* _Consigne_
Répondez aux questions suivantes d'après l'article sur l'odeur des momies égyptiennes :
(a) Combien de spécialistes en analyse olfactive ont été mobilisés ?
(b) Avec quelles universités l'étude a-t-elle été menée ?
(c) Quel composé est la source de l'odeur de thé noir ?

* _Extrait du texte_
+---+
Des scientifiques ont reniflé des momies égyptiennes antiques… et ont fait une découverte surprenante
Auteur: Simon Kabbaj
Les musées regorgent de trésors archéologiques, mais un élément essentiel du passé est souvent oublié : l’odeur. Derrière les vitrines et les sarcophages, les objets ont conservé des traces olfactives qui peuvent révéler des aspects insoupçonnés de leur histoire. Une équipe de chercheurs a récemment mené une étude innovante pour analyser l’odeur de momies égyptiennes antiques, offrant ainsi une nouvelle perspective sur les techniques d’embaumement et les substances utilisées.
1. Une approche sensorielle pour comprendre le passé

L’archéologie repose traditionnellement sur l’étude visuelle et matérielle des objets anciens, mais le patrimoine sensoriel émerge comme une nouvelle discipline qui explore l’histoire à travers l’odorat. L’un des chercheurs impliqués, spécialiste des senteurs patrimoniales, a déjà travaillé sur la reconstitution des odeurs de lieux historiques, comme la bibliothèque de la cathédrale Saint-Paul. Cette fois, son expertise a été sollicitée pour étudier l’odeur des momies égyptiennes, en collaboration avec les universités de Ljubljana et de Cracovie ainsi que le Musée égyptien du Caire.
2. Une étude minutieuse et non destructive

L’étude des momies doit se faire avec le plus grand respect et en suivant des protocoles stricts. Afin de ne pas endommager ces corps millénaires, les chercheurs ont utilisé une approche non invasive : ils ont capturé l’air contenu dans les sarcophages pour en analyser les composés volatils. Cette méthode a permis de préserver l’intégrité des momies tout en récoltant des données essentielles sur leur composition chimique et les matériaux utilisés pour leur conservation.
3. Une équipe d’experts au service de l’odorat

our cette expérience unique, huit spécialistes en analyse olfactive ont été mobilisés. Certains avaient déjà travaillé sur des projets similaires, tandis que d’autres étaient des conservateurs du Musée égyptien spécialement formés à la reconnaissance des odeurs. Leur mission : décrire et catégoriser les senteurs perçues à partir des échantillons d’air prélevés dans les sarcophages.
4. Des résultats surprenants : des senteurs agréables et inattendues

Contrairement aux idées reçues, les momies égyptiennes ne dégagent pas de mauvaises odeurs. Bien au contraire, l’analyse olfactive a révélé des senteurs boisées, florales, épicées et résineuses, évoquant des parfums raffinés. Parmi les ingrédients détectés, on retrouve l’encens, la myrrhe, la cannelle et des huiles de conifères, tous utilisés pour honorer les défunts et préserver leur corps.
Mais la plus grande surprise vient d’une odeur marquée de thé noir perçue sur l’une des momies. Intrigués, les chercheurs ont identifié sa source : le caryophyllène, un composé naturel aussi présent dans le poivre et certains thés. Comment un corps vieux de plusieurs millénaires peut-il sentir le thé ? Une transformation chimique des résines appliquées à l’embaumement pourrait être à l’origine de cette fragrance inattendue.
+---+
* _Données_
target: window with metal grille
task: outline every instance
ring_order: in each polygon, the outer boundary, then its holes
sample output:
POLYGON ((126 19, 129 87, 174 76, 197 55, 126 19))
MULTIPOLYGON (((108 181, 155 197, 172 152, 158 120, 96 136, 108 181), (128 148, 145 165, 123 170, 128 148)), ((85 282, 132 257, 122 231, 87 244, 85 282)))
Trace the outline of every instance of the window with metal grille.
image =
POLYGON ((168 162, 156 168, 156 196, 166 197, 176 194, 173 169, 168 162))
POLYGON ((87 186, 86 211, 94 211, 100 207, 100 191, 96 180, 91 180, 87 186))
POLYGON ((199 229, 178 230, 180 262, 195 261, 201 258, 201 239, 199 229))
+---+
* _Réponse_
(a) Huit.
(b) Les universités de Ljubljana et de Cracovie.
(c) Le caryophyllène.